= What to produce =
Convert the lines from the one containing "Task: tag every instance of the distant" through the last line into a Markdown table with two columns, Row and Line. Number each row and leave out any blank lines.

Excerpts from a point labeling dataset:

-- START --

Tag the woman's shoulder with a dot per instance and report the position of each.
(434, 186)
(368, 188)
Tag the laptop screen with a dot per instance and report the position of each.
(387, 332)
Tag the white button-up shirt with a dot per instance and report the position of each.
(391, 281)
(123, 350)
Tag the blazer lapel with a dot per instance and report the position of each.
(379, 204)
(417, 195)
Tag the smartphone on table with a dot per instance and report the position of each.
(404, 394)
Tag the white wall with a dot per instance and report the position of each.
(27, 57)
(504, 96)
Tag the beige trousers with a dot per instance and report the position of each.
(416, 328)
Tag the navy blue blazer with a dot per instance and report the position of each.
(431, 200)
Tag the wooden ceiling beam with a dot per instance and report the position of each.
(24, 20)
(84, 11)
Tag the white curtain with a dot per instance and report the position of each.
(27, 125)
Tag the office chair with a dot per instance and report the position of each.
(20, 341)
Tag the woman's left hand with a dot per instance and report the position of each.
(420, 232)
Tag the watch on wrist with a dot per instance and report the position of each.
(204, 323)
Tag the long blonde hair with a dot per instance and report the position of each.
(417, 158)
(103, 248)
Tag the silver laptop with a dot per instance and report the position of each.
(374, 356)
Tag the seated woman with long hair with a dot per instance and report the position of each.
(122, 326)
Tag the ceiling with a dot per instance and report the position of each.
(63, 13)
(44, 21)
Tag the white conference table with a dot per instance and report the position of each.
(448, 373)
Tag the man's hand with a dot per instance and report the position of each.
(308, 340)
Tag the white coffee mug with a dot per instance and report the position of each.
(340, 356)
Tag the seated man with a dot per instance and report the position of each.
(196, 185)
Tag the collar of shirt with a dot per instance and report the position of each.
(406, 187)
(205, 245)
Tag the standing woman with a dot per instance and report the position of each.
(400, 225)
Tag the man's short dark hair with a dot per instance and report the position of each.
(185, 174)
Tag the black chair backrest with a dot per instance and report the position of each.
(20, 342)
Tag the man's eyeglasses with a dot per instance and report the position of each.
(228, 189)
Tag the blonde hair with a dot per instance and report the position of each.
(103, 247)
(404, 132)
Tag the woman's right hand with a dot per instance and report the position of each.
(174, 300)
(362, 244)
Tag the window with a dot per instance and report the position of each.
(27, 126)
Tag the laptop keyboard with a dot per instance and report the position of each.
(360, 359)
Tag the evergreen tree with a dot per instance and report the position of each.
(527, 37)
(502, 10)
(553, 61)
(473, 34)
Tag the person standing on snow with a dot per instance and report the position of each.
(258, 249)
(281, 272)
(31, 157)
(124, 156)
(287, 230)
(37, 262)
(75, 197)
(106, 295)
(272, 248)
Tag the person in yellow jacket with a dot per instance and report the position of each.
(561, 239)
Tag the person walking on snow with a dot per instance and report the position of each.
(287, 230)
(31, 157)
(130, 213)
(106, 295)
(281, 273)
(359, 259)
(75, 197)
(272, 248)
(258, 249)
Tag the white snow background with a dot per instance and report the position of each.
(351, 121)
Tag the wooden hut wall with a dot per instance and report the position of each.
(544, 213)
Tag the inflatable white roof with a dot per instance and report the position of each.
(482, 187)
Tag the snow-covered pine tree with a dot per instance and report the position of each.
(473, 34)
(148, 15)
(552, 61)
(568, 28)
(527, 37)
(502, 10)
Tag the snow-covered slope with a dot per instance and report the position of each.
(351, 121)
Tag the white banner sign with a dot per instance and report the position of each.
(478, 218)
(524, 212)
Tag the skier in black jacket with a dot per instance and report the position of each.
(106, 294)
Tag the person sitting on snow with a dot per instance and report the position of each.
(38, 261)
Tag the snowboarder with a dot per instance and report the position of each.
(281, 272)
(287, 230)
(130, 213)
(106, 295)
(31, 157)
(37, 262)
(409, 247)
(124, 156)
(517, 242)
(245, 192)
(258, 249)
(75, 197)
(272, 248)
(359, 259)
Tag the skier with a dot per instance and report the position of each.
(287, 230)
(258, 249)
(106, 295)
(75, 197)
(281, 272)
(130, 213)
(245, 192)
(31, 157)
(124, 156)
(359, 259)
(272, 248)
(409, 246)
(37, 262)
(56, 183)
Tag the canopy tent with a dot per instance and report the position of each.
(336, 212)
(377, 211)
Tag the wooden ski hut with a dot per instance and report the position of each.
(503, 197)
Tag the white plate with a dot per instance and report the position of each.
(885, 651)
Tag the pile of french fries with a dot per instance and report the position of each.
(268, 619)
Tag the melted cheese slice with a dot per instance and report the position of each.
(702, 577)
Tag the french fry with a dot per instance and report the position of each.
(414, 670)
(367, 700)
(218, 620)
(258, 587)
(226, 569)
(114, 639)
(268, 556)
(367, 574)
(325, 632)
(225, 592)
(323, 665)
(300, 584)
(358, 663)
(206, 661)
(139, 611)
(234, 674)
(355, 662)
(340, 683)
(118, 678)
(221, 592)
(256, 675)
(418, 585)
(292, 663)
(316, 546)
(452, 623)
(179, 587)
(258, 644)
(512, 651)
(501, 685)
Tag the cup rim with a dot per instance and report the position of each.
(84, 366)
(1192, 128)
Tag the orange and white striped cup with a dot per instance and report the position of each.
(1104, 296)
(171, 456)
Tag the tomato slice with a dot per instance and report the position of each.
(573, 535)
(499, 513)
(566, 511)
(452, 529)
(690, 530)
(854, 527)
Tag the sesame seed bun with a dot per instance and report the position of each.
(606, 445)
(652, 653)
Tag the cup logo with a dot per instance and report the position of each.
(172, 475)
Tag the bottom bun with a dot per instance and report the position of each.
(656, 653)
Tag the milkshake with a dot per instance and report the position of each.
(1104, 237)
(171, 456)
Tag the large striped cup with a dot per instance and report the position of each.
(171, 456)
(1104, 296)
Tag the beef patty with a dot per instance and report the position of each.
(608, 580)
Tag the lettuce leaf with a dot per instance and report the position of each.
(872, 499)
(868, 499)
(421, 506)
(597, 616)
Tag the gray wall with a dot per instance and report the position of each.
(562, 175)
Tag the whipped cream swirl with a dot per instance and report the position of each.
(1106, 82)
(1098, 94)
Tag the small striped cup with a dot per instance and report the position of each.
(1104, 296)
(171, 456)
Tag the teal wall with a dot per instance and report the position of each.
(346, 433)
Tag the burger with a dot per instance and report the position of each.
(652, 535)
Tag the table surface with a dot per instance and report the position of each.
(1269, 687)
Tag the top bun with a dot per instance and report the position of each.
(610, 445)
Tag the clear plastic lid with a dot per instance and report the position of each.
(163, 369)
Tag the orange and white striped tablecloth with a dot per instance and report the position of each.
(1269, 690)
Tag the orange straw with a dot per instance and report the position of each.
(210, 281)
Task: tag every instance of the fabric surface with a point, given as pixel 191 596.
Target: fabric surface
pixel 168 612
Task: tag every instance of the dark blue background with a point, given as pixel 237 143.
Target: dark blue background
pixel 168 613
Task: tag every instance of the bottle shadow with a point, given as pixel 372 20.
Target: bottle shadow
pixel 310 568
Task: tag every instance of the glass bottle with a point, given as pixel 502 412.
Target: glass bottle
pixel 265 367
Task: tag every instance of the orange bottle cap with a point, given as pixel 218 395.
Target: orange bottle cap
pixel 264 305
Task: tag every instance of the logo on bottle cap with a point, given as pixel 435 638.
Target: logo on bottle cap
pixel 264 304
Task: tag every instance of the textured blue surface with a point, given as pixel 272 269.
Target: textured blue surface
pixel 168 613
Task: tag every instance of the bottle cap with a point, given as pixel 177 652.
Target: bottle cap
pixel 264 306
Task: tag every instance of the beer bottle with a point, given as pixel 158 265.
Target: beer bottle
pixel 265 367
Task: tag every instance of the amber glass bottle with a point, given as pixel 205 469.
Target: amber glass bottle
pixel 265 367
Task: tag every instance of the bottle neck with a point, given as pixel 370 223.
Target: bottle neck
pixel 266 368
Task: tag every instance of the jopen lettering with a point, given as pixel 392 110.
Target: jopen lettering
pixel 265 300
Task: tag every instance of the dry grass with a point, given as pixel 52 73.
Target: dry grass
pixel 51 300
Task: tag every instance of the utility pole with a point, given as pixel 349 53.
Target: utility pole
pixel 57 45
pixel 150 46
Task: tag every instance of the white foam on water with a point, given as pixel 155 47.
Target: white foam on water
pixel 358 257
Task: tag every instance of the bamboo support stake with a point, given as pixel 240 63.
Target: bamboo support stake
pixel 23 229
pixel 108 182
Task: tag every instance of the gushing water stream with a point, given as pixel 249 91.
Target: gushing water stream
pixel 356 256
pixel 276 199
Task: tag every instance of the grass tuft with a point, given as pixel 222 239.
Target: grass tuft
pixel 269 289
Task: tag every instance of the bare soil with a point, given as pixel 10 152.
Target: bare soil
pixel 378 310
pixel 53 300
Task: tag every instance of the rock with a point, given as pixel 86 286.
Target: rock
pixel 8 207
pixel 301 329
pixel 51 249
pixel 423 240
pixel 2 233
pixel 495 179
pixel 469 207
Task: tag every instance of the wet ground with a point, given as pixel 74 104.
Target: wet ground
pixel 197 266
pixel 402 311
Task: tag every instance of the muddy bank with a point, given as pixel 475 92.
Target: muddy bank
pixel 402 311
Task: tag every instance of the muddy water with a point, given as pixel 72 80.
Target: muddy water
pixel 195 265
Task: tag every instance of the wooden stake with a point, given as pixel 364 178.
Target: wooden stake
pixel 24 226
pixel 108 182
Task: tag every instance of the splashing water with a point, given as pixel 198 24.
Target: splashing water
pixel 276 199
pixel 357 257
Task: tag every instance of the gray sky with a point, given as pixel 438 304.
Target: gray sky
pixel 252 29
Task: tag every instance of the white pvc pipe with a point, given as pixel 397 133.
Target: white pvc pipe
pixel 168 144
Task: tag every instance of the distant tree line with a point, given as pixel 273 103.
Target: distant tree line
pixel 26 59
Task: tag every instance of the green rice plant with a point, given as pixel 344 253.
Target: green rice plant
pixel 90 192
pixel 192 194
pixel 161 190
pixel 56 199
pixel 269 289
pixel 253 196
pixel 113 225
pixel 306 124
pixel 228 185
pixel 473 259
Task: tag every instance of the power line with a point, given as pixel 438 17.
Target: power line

-- END --

= Task output =
| Row | Line |
|---|---|
| 1 | Task: tag every instance of the distant tree line with a point, given as pixel 273 103. |
| 2 | Target: distant tree line |
| 3 | pixel 26 59 |
| 4 | Task: tag every instance of the green rice plant with a point, given as pixel 344 253. |
| 5 | Target: green rice plant |
| 6 | pixel 90 192 |
| 7 | pixel 192 194 |
| 8 | pixel 161 190 |
| 9 | pixel 56 199 |
| 10 | pixel 269 289 |
| 11 | pixel 253 196 |
| 12 | pixel 113 225 |
| 13 | pixel 306 124 |
| 14 | pixel 228 185 |
| 15 | pixel 473 259 |
| 16 | Task: tag every instance of the power line with a point, given as pixel 438 17. |
| 17 | Target: power line |